Inammissibilità del ricorso per concordato in bianco in pendenza di una precedente procedura di concordato

16 Maggio 2013

Nelle more della comparizione delle parti per la declaratoria di inammissibilità della procedura di concordato ai sensi degli artt. 179 e 162, comma 2, l. fall., la presentazione della domanda di concordato in bianco costituisce un abuso del diritto al ricorso alla composizione negoziale della crisi disciplinata dalla legge, in quanto volta ad evitare la ineluttabile conseguenza del mancato raggiungimento delle maggioranze nella procedura concordataria, e a perseguire finalità estranee a quelle del legislatore, quali l'intollerabile dilatazione temporale degli effetti protettivi di cui al novellato art. 168 l. fall., la procrastinazione sine die della dichiarazione di fallimento, lo spostamento del termine di cui all'art. 69-bis l. fall. con il rischio di escludere dalla revocatoria fallimentare gli atti compiuti nella gestione dell'impresa.
Massima

Nelle more della comparizione delle parti per la declaratoria di inammissibilità della procedura di concordato ai sensi degli artt. 179 e 162, comma 2, l. fall., la presentazione della domanda di concordato in bianco costituisce un abuso del diritto al ricorso alla composizione negoziale della crisi disciplinata dalla legge, in quanto volta ad evitare la ineluttabile conseguenza del mancato raggiungimento delle maggioranze nella procedura concordataria, e a perseguire finalità estranee a quelle del legislatore, quali l'intollerabile dilatazione temporale degli effetti protettivi di cui al novellato art. 168 l. fall., la procrastinazione sine die della dichiarazione di fallimento, lo spostamento del termine di cui all'art. 69-bis l. fall. con il rischio di escludere dalla revocatoria fallimentare gli atti compiuti nella gestione dell'impresa.

----------------------------------------

Istruzioni di lavoro >>
a – Si riassuma in due frasi il testo sul concordato in bianco.
b – Si prosegua il testo sul concordato in bianco a partire dal punto in cui si interrompe.

----------------------------------------

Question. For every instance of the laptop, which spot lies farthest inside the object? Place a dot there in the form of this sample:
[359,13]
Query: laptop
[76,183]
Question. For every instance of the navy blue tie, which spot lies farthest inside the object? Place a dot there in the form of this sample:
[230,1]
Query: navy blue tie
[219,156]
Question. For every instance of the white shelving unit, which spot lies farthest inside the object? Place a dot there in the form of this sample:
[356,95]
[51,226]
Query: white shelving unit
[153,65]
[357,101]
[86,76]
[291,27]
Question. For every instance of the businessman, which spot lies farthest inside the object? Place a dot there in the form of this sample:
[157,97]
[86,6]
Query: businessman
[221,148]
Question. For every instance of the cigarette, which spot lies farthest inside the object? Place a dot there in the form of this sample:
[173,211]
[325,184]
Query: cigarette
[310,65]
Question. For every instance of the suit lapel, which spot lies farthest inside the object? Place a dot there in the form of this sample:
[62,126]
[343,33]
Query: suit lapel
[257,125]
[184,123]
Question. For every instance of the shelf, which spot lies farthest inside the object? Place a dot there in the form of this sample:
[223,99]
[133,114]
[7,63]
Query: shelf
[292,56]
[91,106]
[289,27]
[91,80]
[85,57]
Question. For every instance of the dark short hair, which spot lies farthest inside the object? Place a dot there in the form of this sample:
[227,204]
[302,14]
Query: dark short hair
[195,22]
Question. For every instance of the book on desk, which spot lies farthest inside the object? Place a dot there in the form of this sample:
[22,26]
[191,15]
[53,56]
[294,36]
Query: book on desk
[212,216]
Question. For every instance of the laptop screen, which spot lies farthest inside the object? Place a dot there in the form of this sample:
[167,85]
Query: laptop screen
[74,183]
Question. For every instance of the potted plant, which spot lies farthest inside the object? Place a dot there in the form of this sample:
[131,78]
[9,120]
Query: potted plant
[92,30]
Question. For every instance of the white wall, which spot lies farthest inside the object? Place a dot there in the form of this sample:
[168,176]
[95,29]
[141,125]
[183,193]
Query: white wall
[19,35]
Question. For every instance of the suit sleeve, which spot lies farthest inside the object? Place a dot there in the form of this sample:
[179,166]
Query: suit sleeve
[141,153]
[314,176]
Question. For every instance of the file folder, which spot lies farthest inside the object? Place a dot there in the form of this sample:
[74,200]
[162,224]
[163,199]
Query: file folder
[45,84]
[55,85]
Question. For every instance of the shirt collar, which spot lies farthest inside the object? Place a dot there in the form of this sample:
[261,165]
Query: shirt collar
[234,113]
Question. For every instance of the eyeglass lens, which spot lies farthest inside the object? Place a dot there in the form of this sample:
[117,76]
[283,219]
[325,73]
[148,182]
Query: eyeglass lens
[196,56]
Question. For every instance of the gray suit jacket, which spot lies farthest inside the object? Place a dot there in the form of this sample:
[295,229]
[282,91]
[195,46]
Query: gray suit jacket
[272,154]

----------------------------------------

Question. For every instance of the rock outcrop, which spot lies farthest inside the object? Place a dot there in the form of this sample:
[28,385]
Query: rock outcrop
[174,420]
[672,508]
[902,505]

----------------------------------------

Esercizi svolti >>
a – Presentare una domanda di concordato in bianco mentre si attende la comparizione delle parti per la declaratoria di inammissibilità della precedente procedura di concordato, ai sensi degli artt. 179 e 162, comma 2, l. fall., costituisce un abuso del diritto alla composizione negoziale della crisi. Tale domanda mira infatti a evitare le conseguenze del mancato raggiungimento delle maggioranze e persegue finalità estranee a quelle del legislatore: la dilatazione degli effetti protettivi dell'art. 168 l. fall., il rinvio sine die del fallimento e lo spostamento del termine dell'art. 69-bis l. fall., con il rischio di sottrarre alla revocatoria gli atti di gestione dell'impresa.

b –
Il caso

A seguito della mancata approvazione della proposta di concordato, e nelle more della comparizione delle parti per la declaratoria di inammissibilità della procedura ai sensi degli artt. 179 e 162, comma 2, l. fall., la società debitrice deposita ricorso ai sensi dell'art. 161, comma 6, l. fall. (c.d. concordato in bianco), cui riconnette l'effetto di una implicita rinuncia al concordato pendente.

Le questioni giuridiche e la soluzione

La principale questione esaminata dal tribunale peloritano attiene alla legittimità, nella fattispecie in esame, del ricorso per concordato in bianco e, in particolare, la sua idoneità ad impedire la declaratoria di inammissibilità della procedura concordataria pendente e la trattazione delle eventuali istanze di fallimento proposte dai creditori o dal p.m., secondo lo schema definito dall'art.179 l. fall. mediante il richiamo all'art. 162, comma 2, l. fall.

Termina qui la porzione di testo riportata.